◆ INSTRUCTIONS FOR THE TASK: Name every person the dance review below mentions by name.

Louise Lecavalier & Keir Knight (Photo : Massimo Chiarradia) |
Dancer Louise Lecavalier's new company is Fou Glorieux, which roughly translated as "glorious craziness." And the craziest thing about it? How mind-blowingly good it is. Fou Glorieux is contemporary Canadian dance at its most kinetically expressive, if not poetically potent. The reason is Lecavalier, the diminutive dynamo whose kamikaze dance style helped make Édouard Lock's La La La Human Steps an international cause célèbre throughout the 1980s and 1990s when she was the Montreal choreographer's hard-bodied, platinum blonde star and muse.
More than a decade after breaking with Lock, the fiftysomething mother of nine year old twin girls is today using her energies to propel her own engine forward. As such Fou Glorieux, which she founded in 2006 to enable her to collaborate with a new and rotating crop of international choreographers, represents her comeback, and with a bang. Her company's Toronto debut last week at the Fleck Dance Theatre, as part of Harbourfront Centre's ongoing World Stage series, was greeted by capacity crowds that erupted in standing ovations for each night of the four-performance run. Their enthusiasm was understandably directed at Lecavalier, a dancer of incomparable style and presence – a true original – whose physical prowess, not to mention unstoppable energy, kept the eye riveted.

◆ SUPPLIED MATERIAL:
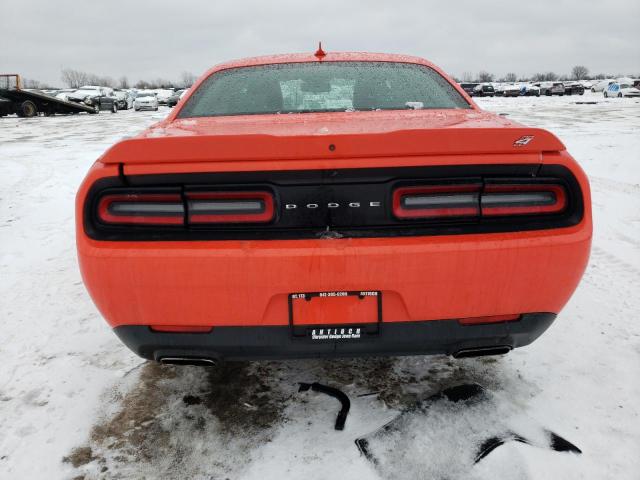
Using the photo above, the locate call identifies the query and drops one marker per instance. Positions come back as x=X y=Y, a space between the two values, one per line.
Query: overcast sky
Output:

◆ RESULT OF THE TASK: Louise Lecavalier, Keir Knight, Massimo Chiarradia, Édouard Lock